▶ _WORK INSTRUCTION_:
Could you reproduce, from the records below, everything from the line with "the tree, where" down to the line with "x=258, y=177", keeping both of those lines and changing nothing?

▶ _RECORD SET_:
------------

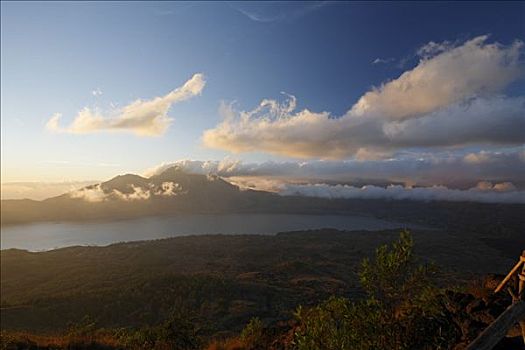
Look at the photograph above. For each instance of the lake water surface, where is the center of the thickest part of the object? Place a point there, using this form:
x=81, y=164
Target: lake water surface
x=45, y=236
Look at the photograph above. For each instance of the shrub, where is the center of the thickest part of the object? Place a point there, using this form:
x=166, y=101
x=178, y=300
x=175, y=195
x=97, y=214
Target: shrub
x=402, y=308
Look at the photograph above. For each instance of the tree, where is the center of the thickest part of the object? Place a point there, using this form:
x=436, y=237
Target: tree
x=402, y=308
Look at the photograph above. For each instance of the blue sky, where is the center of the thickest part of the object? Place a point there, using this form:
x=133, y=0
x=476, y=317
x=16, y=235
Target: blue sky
x=55, y=55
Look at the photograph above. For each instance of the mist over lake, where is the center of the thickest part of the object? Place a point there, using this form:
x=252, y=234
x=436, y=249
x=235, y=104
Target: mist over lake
x=46, y=236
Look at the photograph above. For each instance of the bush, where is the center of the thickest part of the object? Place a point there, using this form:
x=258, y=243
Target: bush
x=402, y=308
x=252, y=336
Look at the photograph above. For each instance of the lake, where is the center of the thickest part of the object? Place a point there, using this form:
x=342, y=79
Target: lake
x=46, y=236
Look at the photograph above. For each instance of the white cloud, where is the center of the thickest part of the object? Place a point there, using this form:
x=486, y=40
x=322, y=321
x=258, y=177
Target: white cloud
x=97, y=193
x=141, y=117
x=379, y=60
x=92, y=194
x=499, y=193
x=451, y=98
x=96, y=92
x=451, y=169
x=40, y=190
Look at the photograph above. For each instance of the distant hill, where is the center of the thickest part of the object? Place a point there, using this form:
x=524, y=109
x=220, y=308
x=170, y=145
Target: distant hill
x=177, y=192
x=125, y=196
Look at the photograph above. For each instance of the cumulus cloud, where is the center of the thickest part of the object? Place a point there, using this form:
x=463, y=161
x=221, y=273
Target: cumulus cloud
x=379, y=60
x=141, y=117
x=453, y=97
x=96, y=92
x=499, y=193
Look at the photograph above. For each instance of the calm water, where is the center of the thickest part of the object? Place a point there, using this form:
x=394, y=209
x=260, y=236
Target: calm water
x=45, y=236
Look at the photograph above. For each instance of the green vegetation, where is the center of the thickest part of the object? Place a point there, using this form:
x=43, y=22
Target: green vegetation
x=239, y=292
x=402, y=308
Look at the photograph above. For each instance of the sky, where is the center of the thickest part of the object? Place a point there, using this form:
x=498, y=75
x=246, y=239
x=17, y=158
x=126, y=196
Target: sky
x=429, y=93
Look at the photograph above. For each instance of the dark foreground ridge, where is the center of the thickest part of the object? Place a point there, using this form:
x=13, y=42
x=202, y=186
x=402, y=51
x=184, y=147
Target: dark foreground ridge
x=214, y=285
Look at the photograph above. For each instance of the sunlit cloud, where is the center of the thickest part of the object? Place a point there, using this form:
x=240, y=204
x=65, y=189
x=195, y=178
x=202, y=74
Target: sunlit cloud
x=379, y=60
x=485, y=193
x=452, y=98
x=98, y=193
x=141, y=117
x=427, y=169
x=96, y=92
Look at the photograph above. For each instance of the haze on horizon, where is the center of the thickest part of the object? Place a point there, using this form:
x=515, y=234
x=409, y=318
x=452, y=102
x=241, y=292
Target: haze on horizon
x=267, y=95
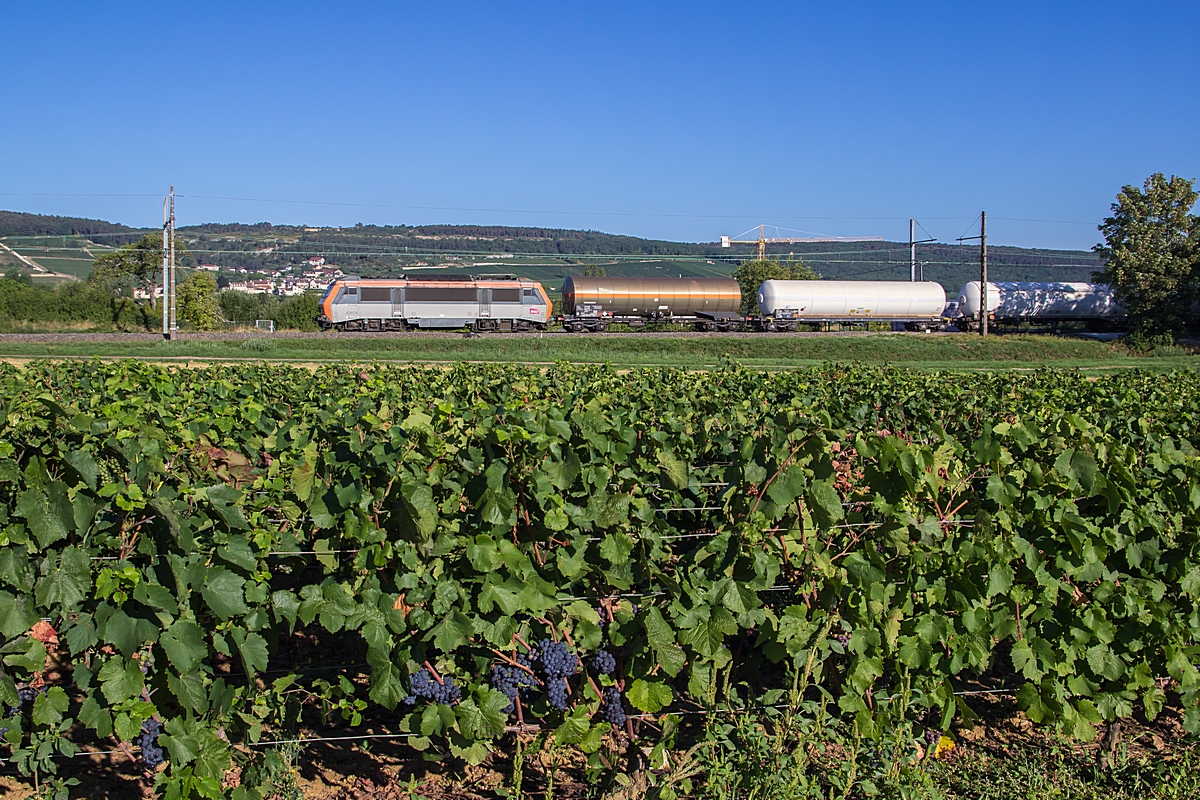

------------

▶ _TASK ANSWER_:
Look at the photograph above. For each instance of the tree, where is the center of the thickest part of the object? Place a point there, using this form:
x=436, y=237
Target: tree
x=402, y=308
Look at the photograph above. For each instance of the blue sky, where is the center of the thickest part of the object? Place a point there, using this form:
x=133, y=0
x=476, y=317
x=16, y=235
Target: blue sky
x=55, y=55
Look at the photograph above. For each instance of the mist over lake, where is the center of the thickest part of the object? Place a point there, using this form:
x=252, y=234
x=436, y=249
x=235, y=104
Target: mist over lake
x=46, y=236
Look at the photograph above. For each instance of the bush, where is the center of the thickest part of the object? Place a point there, using this form:
x=258, y=243
Target: bush
x=402, y=308
x=252, y=336
Look at the photograph above. For each instance of the lake, where is the center of the thickest part of the object? Place a point there, using this form:
x=342, y=79
Target: lake
x=46, y=236
Look at the photograph above. For each instance of the white cloud, where is the center of the thickest part of the object? Place a point there, using this form:
x=486, y=40
x=322, y=321
x=258, y=177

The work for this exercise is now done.